Listing →

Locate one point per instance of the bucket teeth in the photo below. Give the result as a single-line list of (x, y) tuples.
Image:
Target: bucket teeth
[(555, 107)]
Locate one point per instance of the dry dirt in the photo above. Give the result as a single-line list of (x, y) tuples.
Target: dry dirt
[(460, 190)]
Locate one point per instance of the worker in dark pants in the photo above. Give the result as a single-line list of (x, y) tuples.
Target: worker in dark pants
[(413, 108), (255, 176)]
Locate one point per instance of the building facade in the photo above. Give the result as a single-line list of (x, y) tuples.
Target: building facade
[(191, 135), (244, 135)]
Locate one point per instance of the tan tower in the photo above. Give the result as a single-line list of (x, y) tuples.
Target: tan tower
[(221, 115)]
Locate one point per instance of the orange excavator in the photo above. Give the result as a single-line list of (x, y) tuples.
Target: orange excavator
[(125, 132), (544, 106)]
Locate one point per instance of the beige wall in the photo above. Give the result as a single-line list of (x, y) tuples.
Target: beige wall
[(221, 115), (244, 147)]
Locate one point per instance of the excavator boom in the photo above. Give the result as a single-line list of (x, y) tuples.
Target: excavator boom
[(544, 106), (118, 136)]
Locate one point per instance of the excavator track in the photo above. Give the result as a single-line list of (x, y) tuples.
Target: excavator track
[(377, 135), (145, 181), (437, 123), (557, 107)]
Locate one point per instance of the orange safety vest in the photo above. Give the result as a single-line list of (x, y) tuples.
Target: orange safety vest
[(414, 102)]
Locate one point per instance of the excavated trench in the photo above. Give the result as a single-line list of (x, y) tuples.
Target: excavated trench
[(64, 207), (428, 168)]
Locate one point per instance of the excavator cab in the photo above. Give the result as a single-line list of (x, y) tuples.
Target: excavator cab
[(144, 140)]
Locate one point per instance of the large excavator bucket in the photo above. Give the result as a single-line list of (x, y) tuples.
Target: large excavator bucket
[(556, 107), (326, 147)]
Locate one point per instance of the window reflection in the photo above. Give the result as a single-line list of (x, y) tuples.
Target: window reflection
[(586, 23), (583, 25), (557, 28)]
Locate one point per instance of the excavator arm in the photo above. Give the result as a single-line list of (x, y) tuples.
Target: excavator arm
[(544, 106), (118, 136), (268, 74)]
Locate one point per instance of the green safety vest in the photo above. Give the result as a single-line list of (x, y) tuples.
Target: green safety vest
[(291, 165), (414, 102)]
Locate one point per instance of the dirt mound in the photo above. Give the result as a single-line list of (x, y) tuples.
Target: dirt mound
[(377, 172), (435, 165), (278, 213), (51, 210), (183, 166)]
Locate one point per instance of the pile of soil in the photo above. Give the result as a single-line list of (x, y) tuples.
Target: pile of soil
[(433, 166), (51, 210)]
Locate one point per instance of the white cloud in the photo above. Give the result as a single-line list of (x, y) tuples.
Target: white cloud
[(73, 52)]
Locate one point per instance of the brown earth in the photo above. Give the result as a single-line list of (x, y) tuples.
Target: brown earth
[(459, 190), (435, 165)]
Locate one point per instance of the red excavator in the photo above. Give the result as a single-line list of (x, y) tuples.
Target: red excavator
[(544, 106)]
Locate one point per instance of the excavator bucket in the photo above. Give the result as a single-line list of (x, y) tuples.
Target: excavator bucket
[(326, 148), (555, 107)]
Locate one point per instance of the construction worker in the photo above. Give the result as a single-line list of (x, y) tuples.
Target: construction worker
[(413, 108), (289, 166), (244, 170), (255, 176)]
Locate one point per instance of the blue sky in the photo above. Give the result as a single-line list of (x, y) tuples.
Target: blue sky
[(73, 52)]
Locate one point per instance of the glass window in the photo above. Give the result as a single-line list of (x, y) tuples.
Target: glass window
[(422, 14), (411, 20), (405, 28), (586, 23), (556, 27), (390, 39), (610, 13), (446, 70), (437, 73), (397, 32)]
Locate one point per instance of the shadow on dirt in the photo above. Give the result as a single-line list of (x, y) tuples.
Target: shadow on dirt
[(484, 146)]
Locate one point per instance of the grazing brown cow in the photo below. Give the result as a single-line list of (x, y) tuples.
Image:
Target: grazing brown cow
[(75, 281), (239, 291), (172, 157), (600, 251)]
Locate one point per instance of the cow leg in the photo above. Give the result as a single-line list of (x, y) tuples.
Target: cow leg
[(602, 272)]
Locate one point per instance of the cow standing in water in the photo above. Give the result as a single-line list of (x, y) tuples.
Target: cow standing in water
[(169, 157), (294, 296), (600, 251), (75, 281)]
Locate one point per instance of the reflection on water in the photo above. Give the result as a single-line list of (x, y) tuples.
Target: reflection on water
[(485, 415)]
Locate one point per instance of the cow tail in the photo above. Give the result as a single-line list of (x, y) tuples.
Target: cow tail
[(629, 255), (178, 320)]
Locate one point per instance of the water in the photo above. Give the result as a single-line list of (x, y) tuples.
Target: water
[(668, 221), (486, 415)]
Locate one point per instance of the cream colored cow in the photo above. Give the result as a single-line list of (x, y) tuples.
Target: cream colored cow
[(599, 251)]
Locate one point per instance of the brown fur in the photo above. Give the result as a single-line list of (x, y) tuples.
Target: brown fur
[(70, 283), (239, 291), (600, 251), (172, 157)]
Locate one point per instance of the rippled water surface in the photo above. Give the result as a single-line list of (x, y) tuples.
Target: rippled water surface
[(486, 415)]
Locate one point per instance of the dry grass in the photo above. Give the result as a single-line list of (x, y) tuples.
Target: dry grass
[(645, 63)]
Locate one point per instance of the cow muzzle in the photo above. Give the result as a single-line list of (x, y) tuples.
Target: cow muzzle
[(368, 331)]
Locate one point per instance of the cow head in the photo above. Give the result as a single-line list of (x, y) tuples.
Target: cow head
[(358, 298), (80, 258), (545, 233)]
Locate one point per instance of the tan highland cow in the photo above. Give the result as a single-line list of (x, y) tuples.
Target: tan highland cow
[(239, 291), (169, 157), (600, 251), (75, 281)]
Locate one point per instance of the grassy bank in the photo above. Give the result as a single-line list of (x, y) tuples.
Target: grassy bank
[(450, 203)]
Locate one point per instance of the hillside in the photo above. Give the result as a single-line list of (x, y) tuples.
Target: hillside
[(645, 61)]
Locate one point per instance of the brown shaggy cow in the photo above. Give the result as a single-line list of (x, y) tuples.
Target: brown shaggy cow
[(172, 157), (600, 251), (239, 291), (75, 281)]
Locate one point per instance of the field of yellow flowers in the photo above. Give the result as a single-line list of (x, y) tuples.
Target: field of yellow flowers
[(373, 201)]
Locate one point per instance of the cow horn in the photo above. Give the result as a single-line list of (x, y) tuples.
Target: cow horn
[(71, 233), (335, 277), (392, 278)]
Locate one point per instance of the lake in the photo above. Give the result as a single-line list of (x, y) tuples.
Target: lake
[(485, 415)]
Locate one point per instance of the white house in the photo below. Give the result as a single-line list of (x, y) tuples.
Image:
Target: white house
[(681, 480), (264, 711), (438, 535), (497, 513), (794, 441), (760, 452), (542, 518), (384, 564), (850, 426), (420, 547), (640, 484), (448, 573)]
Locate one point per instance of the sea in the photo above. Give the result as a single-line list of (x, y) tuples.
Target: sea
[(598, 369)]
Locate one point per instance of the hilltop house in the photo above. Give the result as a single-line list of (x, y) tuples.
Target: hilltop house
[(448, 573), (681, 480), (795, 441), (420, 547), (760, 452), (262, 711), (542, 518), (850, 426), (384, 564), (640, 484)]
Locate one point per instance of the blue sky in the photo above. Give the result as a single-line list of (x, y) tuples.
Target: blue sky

Work required → Please write out the entries from the line with "Locate one point per instance of the cow head" to the line with "484), (448, 573)]", both included, copying each line exactly.

Complete response →
Locate one point per instance of the cow head in the photo above. Give the result as a single-line list of (x, y) tuples.
Target: cow head
[(358, 298), (80, 258), (545, 233)]
Locate one point per instance of the tan highland cow in the photo above. Give the result as a single-line list of (x, y) tuples.
Target: tan highland cow
[(239, 291), (169, 157), (600, 251), (75, 281)]
Locate one point per instance of the grassy bank in the photo above. Give the result as a single-line list of (x, y) tuples.
Target: grassy bank
[(450, 203)]
Locate one point per instance of the hillside in the photo above. Give the result as a single-line list of (x, y) tuples.
Target: hillside
[(645, 61)]
Locate one point per instance of the brown shaggy cow in the photo above. Give the result as a single-line list of (x, y) tuples.
Target: brown shaggy cow
[(172, 157), (600, 251), (239, 291), (75, 281)]
Locate one point per instance of the field of yellow flowers in the photo above. Give the result as a single-line list of (x, y) tuples.
Target: field of yellow flowers
[(373, 201)]
Locate one point per instance of the cow horn in the photo above. Give the result as a single-line list of (x, y) tuples.
Target: cow horn
[(71, 233), (335, 277), (392, 278)]
Locate one point per instance of the lake in the photo above. Give the result as a single-line list of (x, y) tuples.
Target: lake
[(485, 415)]
Locate one point per instance of the white house in the photo below. Give the result as a single-line list of (x, y) tuples.
Image:
Target: white house
[(681, 480), (264, 711), (438, 535), (497, 513), (794, 441), (760, 452), (542, 518), (384, 564), (850, 426), (420, 547), (640, 484), (448, 573)]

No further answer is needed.